Record list:
-- Begin --
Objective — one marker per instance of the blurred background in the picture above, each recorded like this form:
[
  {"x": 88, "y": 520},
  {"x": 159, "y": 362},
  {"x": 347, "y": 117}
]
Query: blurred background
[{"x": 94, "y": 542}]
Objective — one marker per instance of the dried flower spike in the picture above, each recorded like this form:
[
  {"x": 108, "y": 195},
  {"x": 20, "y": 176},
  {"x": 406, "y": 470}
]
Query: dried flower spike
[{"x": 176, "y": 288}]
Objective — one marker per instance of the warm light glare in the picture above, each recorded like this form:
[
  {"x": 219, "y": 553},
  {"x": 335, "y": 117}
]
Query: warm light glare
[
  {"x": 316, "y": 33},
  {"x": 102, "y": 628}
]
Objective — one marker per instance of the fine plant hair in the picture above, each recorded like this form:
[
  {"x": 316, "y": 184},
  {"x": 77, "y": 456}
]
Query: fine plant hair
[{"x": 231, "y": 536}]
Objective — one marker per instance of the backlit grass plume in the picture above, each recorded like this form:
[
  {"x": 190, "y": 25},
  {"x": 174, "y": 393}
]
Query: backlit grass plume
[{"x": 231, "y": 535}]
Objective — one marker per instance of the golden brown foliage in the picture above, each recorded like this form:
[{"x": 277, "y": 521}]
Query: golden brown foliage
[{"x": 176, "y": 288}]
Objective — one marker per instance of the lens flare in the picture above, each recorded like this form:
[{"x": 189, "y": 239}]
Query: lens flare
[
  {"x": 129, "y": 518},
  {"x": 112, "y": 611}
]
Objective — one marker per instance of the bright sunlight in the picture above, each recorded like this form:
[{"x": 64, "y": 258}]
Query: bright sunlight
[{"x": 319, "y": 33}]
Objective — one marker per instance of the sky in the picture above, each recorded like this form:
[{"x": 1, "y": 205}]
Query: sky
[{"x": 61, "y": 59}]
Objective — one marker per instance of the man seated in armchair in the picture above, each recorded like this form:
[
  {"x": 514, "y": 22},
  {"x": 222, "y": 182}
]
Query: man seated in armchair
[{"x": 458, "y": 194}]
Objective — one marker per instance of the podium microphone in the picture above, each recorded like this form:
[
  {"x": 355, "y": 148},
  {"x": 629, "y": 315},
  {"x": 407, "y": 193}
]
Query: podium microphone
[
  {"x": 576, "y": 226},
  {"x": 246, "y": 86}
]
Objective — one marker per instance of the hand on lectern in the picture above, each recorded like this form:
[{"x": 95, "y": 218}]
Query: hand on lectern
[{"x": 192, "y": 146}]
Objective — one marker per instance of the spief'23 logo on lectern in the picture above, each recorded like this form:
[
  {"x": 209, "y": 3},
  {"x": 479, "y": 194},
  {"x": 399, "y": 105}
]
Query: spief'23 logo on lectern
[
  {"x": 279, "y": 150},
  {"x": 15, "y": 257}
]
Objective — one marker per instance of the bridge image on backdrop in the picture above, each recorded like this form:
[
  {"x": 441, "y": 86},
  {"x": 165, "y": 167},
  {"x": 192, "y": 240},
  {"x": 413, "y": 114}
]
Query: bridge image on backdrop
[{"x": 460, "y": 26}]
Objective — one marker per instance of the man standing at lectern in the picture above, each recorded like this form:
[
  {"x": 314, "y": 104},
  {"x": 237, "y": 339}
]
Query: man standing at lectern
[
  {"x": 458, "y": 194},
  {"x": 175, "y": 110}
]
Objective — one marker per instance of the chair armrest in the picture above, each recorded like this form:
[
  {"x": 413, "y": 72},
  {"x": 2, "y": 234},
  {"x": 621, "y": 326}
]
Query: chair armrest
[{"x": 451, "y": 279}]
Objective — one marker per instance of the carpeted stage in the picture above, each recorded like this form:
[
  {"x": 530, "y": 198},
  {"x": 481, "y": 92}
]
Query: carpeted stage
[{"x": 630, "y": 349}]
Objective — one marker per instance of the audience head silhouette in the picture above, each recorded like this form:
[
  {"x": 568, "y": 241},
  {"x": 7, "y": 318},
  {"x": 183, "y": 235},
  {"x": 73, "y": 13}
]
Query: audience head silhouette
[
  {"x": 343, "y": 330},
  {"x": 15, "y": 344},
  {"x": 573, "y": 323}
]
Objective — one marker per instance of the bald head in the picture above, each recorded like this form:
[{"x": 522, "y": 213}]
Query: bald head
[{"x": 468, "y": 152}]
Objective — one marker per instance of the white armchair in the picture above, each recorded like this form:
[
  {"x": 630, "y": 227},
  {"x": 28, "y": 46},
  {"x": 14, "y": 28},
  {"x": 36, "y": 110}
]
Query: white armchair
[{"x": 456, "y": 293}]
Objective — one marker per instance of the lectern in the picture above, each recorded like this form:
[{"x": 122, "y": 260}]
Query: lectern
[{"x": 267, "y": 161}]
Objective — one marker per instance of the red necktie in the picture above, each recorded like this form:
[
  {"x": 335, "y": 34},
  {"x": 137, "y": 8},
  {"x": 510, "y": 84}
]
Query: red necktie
-- End --
Set problem:
Take the lines above and retype all of them exactly.

Exercise response:
Objective — one marker per instance of the blurred background in the picture above, each recorded like this form:
[
  {"x": 88, "y": 520},
  {"x": 159, "y": 362},
  {"x": 347, "y": 117}
]
Query: blurred background
[{"x": 94, "y": 542}]
Objective — one marker per instance of the dried flower spike in the picture above, each recorded like this form:
[
  {"x": 108, "y": 195},
  {"x": 20, "y": 176},
  {"x": 406, "y": 470}
]
Query: dried flower spike
[{"x": 176, "y": 288}]
Objective — one marker per instance of the warm light glare in the picture above, each recorded like this form:
[
  {"x": 219, "y": 553},
  {"x": 335, "y": 117}
]
Query: warm light glare
[
  {"x": 316, "y": 33},
  {"x": 102, "y": 628}
]
Objective — one marker per instance of the fine plant hair in the picture above, each recorded like this form:
[
  {"x": 316, "y": 184},
  {"x": 77, "y": 456}
]
Query: fine plant hair
[{"x": 231, "y": 536}]
Objective — one marker per instance of the backlit grass plume in the picture above, each recorded like this form:
[
  {"x": 190, "y": 25},
  {"x": 174, "y": 393}
]
Query: backlit grass plume
[{"x": 231, "y": 535}]
Objective — one marker per instance of the golden brown foliage in the picture above, each recorded like this form:
[{"x": 277, "y": 521}]
Query: golden brown foliage
[{"x": 176, "y": 288}]
Objective — one marker per instance of the lens flare in the picture above, each recorded like this form:
[{"x": 189, "y": 239}]
Query: lens flare
[
  {"x": 129, "y": 518},
  {"x": 112, "y": 611}
]
Objective — one marker per instance of the bright sunlight in the picture above, each recorded like this form:
[{"x": 64, "y": 258}]
Query: bright sunlight
[{"x": 319, "y": 33}]
Objective — one marker per instance of the sky in the picture above, each recorded like this form:
[{"x": 1, "y": 205}]
Query: sky
[{"x": 61, "y": 59}]
Objective — one marker per instance of the man seated in armchair in the picture above, each recorded like this form:
[
  {"x": 514, "y": 22},
  {"x": 222, "y": 182}
]
Query: man seated in armchair
[{"x": 458, "y": 194}]
Objective — one marker per instance of the podium microphone in the picture above, each recorded like this form:
[
  {"x": 355, "y": 148},
  {"x": 629, "y": 315},
  {"x": 407, "y": 193}
]
Query: podium microphone
[
  {"x": 576, "y": 226},
  {"x": 246, "y": 86}
]
Objective — one marker per instance of the hand on lectern in the picture above, each recorded like this form:
[{"x": 95, "y": 218}]
Query: hand on lectern
[{"x": 192, "y": 146}]
Objective — one marker per instance of the spief'23 logo on lectern in the picture above, each recorded like this form:
[
  {"x": 209, "y": 3},
  {"x": 479, "y": 194},
  {"x": 399, "y": 105}
]
Query: spief'23 logo on lectern
[
  {"x": 279, "y": 150},
  {"x": 15, "y": 257}
]
Objective — one marker per instance of the bridge image on backdrop in the picture above, each recorded like this form:
[
  {"x": 441, "y": 86},
  {"x": 165, "y": 167},
  {"x": 192, "y": 240},
  {"x": 413, "y": 114}
]
Query: bridge image on backdrop
[{"x": 460, "y": 26}]
Objective — one marker per instance of the man standing at lectern in the picture above, each recorded like this form:
[
  {"x": 314, "y": 104},
  {"x": 237, "y": 339}
]
Query: man standing at lectern
[
  {"x": 458, "y": 194},
  {"x": 175, "y": 110}
]
Objective — one marker per instance of the chair armrest in the picture above, each recorded like this form:
[
  {"x": 413, "y": 72},
  {"x": 2, "y": 234},
  {"x": 621, "y": 326}
]
Query: chair armrest
[{"x": 451, "y": 279}]
Objective — one marker per instance of the carpeted stage in the picture above, each recorded like this form:
[
  {"x": 530, "y": 198},
  {"x": 481, "y": 92}
]
Query: carpeted stage
[{"x": 630, "y": 349}]
Objective — one marker per instance of the audience head silhouette in the picture above, each recorded like this form:
[
  {"x": 568, "y": 241},
  {"x": 7, "y": 318},
  {"x": 183, "y": 235},
  {"x": 73, "y": 13}
]
Query: audience head silhouette
[
  {"x": 343, "y": 330},
  {"x": 15, "y": 344},
  {"x": 573, "y": 323}
]
Objective — one marker per instance of the bald head in the picture above, each recorded like this form:
[{"x": 522, "y": 213}]
Query: bald head
[{"x": 468, "y": 152}]
Objective — one marker per instance of the white armchair in the picture above, each recorded like this form:
[
  {"x": 630, "y": 227},
  {"x": 28, "y": 46},
  {"x": 14, "y": 28},
  {"x": 36, "y": 110}
]
Query: white armchair
[{"x": 456, "y": 293}]
Objective — one marker per instance of the lectern in the picture above, each recorded like this form:
[{"x": 122, "y": 260}]
Query: lectern
[{"x": 267, "y": 161}]
Objective — one marker per instance of the red necktie in the picture above, each recorded like this form:
[
  {"x": 335, "y": 34},
  {"x": 137, "y": 8},
  {"x": 510, "y": 84}
]
Query: red necktie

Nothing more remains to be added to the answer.